** Tasks to complete **
a) Sum up the passage about David and Nathan's parable in two sentences.
b) Write out the passage about David and Nathan's parable word for word, from "Well, you know" to "their Latin version.".

** Excerpt to read **
And the rich man took it for himself and used it to feed the stranger. Now what's David's reaction to this story? David is furious, the Scriptures say, so that David's anger was greatly aroused against the man, and he said to Nathan, as the Lord lives, the man who has done this shall surely die and he shall restore fourfold for the lamb because he did this thing and because he had no pity. Now notice how David expresses himself. He's outraged that anybody would do such a wicked thing as to steal another man's sheep, a rich man taking a single lamb from a poor man, and David's wrath is kindled and notice that he swears a vow. He utters an oath so that there's no question about David's sincerity as he rings his judgment as the king of the nation upon this evildoer. As the Lord lives, this man shall surely die, and that's not enough. Before he's executed, he has to make restitution, and he doesn't just have to give the man back one lamb but his fourfold restitution that has to take place. I decree that you tell me who this fellow is, and I'm not only going to execute him but I'm going to take four of his sheep and give it to the poor man who lost the only one that he had because he did this thing and because he had no pity. Do you hear what David is saying? What kind of insensitive sociopath would do this that had no mercy whatsoever for this poor man that he would just come and just grab all the riches that the poor man had in his meager existence?

Well, you know the punch line. As soon as David stops his ranting and raving and screaming about the radical injustice of this crime that Nathan has just described to him in terms of a parable, and David didn't recognize it as a parable. He thought he was getting the sober truth, a simple account of something that had taken place in his kingdom, and when he hears this and he ventilates his anger, as soon as he stops to take a breath, Nathan looks him in the eye. This is a prophet speaking to the king. And he said, David, thou art the man. Years later, a similar expression was made that has become famous in church history and in the annals of theology, and the words come down through our own Christian tradition in their Latin version.

** Given information **
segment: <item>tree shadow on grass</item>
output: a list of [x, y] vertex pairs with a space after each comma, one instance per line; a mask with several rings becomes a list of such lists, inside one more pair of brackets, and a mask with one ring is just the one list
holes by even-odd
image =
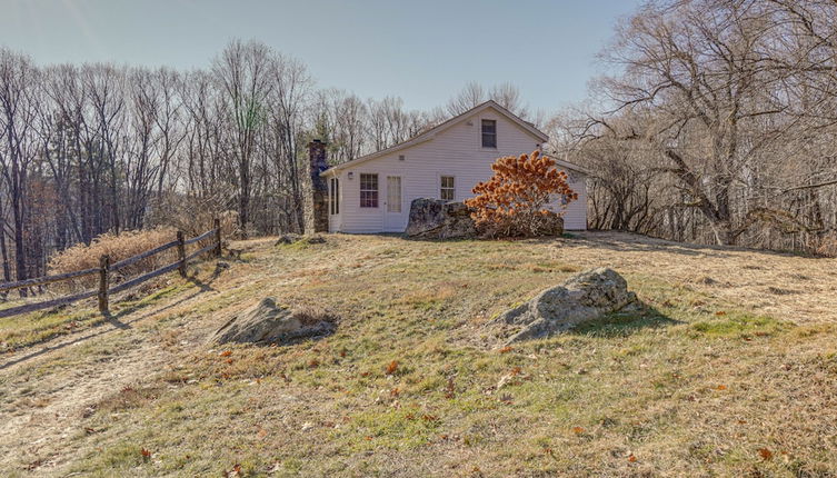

** Task answers **
a) When David hears of a rich man who took a poor man's only lamb, he is furious and swears an oath that the man shall surely die and restore fourfold because he had no pity. David takes the parable for a true account, and as soon as he stops to take a breath, the prophet Nathan looks him in the eye and says, "David, thou art the man."

b)
Well, you know the punch line. As soon as David stops his ranting and raving and screaming about the radical injustice of this crime that Nathan has just described to him in terms of a parable, and David didn't recognize it as a parable. He thought he was getting the sober truth, a simple account of something that had taken place in his kingdom, and when he hears this and he ventilates his anger, as soon as he stops to take a breath, Nathan looks him in the eye. This is a prophet speaking to the king. And he said, David, thou art the man. Years later, a similar expression was made that has become famous in church history and in the annals of theology, and the words come down through our own Christian tradition in their Latin version.